─── Supplied data ───

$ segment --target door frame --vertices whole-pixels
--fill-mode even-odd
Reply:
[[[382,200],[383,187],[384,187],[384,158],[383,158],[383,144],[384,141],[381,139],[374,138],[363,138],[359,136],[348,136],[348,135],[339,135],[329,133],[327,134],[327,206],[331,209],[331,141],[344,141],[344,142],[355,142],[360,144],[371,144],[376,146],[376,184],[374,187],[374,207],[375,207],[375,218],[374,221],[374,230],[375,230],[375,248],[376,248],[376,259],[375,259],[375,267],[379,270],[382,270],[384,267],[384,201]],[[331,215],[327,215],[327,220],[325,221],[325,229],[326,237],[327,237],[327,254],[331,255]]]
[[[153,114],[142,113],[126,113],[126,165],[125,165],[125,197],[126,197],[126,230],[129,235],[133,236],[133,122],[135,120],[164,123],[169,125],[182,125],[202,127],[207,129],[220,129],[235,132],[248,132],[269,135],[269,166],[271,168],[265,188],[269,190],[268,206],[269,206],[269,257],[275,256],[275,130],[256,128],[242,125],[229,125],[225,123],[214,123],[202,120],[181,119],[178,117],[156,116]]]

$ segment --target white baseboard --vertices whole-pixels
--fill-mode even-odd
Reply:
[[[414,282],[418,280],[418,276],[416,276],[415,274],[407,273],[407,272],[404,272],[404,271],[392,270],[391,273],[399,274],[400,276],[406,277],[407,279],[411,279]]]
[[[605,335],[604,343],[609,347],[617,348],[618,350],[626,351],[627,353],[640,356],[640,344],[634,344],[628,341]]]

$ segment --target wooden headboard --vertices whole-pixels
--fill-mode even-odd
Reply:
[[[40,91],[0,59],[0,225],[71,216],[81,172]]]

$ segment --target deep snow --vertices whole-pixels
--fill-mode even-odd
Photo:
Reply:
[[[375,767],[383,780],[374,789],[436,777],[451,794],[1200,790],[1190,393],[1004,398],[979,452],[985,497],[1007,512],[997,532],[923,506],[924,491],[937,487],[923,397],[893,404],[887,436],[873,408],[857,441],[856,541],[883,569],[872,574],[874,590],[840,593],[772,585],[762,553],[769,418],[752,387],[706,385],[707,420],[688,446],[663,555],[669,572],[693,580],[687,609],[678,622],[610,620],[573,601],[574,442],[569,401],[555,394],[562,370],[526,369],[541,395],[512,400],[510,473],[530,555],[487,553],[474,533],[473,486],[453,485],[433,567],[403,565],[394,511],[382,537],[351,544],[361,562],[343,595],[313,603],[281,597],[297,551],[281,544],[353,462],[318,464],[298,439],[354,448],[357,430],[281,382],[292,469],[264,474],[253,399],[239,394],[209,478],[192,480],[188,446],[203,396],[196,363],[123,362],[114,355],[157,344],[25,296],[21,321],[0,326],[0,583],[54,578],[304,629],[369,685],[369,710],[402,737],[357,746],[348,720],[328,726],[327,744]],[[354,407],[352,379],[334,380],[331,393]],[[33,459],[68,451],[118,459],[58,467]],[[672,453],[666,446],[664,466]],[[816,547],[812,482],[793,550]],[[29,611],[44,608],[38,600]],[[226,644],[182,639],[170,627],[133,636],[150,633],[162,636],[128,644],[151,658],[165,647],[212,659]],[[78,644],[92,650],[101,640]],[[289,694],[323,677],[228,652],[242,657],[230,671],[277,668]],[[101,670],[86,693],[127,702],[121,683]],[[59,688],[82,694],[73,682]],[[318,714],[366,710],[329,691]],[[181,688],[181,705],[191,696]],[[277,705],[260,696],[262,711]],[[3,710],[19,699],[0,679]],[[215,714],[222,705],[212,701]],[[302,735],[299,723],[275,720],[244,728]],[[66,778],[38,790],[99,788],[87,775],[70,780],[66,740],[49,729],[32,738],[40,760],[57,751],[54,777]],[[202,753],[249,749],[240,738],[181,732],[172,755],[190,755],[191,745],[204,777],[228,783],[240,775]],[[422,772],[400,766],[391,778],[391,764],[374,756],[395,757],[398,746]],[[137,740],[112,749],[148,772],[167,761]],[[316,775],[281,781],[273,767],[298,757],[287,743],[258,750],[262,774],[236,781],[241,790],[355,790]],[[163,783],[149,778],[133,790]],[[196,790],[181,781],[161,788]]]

───

What this task involves:
In how many lines of the listing does the word "pixels" appear? Give the number and no other words.

Output of the exercise:
4